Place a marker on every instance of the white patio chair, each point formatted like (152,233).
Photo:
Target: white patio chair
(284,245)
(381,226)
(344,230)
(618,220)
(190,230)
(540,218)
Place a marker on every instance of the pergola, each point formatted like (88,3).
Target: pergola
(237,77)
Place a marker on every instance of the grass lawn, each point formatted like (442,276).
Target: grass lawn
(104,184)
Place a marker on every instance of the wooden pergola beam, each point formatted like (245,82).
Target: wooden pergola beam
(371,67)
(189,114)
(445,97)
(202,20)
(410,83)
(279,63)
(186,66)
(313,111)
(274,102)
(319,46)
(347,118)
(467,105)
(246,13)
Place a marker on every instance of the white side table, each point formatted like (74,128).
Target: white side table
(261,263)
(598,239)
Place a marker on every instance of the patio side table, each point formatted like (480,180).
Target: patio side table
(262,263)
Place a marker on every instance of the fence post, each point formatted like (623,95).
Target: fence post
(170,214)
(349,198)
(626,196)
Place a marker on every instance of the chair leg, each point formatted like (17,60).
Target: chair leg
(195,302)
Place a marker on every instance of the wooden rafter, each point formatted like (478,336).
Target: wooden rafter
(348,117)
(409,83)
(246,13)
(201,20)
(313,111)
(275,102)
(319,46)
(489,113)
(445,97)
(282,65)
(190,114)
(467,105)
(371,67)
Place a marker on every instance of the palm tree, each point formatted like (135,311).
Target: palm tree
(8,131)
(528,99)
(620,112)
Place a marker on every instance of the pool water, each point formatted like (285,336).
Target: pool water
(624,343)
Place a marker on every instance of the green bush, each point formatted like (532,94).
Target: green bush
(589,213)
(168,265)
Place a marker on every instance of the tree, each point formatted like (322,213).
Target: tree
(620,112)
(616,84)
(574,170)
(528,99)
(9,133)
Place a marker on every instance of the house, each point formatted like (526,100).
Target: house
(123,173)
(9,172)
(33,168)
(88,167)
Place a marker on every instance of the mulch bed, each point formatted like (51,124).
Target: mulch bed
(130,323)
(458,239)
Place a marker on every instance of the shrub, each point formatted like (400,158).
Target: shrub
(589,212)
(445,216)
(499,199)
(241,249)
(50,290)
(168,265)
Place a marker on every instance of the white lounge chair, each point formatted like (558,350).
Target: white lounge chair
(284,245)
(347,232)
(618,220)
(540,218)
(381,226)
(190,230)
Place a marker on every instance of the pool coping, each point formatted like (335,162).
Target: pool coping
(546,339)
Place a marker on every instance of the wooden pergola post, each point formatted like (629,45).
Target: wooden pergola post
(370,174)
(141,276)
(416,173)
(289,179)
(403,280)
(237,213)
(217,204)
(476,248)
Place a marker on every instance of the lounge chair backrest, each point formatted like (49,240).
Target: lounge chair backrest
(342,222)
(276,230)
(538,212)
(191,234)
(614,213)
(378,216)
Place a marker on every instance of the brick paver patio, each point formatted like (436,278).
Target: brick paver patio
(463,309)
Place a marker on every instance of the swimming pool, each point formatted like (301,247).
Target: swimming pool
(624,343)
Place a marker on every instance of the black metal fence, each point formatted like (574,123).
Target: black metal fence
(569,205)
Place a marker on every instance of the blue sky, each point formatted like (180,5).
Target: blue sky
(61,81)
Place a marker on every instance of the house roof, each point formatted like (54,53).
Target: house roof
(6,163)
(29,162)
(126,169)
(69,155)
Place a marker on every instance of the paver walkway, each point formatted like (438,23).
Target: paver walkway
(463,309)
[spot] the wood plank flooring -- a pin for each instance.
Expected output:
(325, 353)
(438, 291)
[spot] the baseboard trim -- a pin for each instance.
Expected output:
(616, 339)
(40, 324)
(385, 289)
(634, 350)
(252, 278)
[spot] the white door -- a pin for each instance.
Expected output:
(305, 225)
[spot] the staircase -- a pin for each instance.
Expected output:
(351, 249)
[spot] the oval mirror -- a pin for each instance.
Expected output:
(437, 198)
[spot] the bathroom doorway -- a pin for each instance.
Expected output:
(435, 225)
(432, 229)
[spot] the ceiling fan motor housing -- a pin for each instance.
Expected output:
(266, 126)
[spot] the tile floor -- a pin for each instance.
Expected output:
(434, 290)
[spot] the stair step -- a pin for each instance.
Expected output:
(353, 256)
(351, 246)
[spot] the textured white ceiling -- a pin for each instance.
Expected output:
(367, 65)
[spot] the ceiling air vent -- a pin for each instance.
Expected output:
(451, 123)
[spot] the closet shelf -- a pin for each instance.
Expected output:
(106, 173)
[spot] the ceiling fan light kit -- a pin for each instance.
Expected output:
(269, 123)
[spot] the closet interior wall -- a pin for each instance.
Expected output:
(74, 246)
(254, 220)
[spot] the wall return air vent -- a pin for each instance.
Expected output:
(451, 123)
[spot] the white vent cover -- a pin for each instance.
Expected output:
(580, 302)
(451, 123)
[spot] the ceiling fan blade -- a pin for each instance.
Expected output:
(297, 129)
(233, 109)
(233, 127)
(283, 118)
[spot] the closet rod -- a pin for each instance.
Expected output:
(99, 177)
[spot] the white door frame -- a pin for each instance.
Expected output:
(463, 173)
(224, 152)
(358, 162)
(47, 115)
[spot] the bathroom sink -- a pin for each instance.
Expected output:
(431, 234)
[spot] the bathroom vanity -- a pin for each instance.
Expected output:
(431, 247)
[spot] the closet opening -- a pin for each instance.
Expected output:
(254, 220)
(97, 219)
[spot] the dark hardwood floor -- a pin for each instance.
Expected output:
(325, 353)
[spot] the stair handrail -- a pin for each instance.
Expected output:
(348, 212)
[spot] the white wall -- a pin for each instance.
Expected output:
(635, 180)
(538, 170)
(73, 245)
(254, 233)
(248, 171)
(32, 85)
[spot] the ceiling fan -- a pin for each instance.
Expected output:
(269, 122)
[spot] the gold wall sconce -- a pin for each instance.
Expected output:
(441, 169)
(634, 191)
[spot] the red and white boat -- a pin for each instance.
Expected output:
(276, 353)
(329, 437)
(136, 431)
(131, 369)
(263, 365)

==

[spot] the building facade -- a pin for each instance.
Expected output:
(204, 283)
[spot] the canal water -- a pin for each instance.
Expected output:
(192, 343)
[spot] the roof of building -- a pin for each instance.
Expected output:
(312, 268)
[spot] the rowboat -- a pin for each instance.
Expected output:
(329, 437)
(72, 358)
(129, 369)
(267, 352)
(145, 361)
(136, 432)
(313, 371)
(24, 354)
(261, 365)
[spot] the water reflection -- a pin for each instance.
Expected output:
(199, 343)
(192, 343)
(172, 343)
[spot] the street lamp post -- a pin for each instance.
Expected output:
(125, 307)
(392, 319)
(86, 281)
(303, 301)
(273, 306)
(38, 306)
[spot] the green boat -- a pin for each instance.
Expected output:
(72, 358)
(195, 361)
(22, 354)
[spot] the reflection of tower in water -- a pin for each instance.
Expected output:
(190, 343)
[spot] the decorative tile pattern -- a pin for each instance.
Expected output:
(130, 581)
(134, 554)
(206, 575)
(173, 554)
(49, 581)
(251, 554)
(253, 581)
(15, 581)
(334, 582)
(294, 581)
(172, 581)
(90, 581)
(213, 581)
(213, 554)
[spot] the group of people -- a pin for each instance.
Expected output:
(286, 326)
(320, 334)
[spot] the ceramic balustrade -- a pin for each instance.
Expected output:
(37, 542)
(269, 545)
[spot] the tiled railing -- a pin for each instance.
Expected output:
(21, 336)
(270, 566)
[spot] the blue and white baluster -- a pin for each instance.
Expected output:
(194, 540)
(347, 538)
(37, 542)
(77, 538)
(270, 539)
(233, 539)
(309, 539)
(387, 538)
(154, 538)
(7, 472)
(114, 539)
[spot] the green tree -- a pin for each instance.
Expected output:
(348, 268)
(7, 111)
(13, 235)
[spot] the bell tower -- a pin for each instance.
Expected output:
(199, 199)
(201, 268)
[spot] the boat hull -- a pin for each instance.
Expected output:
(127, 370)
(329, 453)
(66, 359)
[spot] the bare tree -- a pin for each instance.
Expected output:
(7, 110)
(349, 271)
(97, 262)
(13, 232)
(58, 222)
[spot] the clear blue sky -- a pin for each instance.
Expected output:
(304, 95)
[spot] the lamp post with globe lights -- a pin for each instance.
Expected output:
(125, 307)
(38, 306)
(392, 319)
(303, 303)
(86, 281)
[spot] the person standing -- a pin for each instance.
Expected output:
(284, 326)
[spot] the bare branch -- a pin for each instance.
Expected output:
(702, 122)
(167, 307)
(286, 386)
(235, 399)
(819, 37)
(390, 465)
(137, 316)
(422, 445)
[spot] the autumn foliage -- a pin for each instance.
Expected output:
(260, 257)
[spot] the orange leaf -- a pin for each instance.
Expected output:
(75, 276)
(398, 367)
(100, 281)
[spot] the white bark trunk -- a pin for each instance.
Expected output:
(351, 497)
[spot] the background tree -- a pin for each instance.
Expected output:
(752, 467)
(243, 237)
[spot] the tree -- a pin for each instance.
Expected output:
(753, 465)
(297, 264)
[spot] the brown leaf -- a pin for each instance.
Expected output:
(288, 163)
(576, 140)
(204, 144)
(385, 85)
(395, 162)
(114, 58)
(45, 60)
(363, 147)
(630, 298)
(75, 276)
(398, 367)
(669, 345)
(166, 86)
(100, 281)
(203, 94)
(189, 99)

• _EXERCISE PROMPT_:
All lines carrying the word "building" must be copied from the data above.

• _REPLY_:
[spot] the building facade -- a pin for each instance.
[spot] the roof of building -- a pin for each instance.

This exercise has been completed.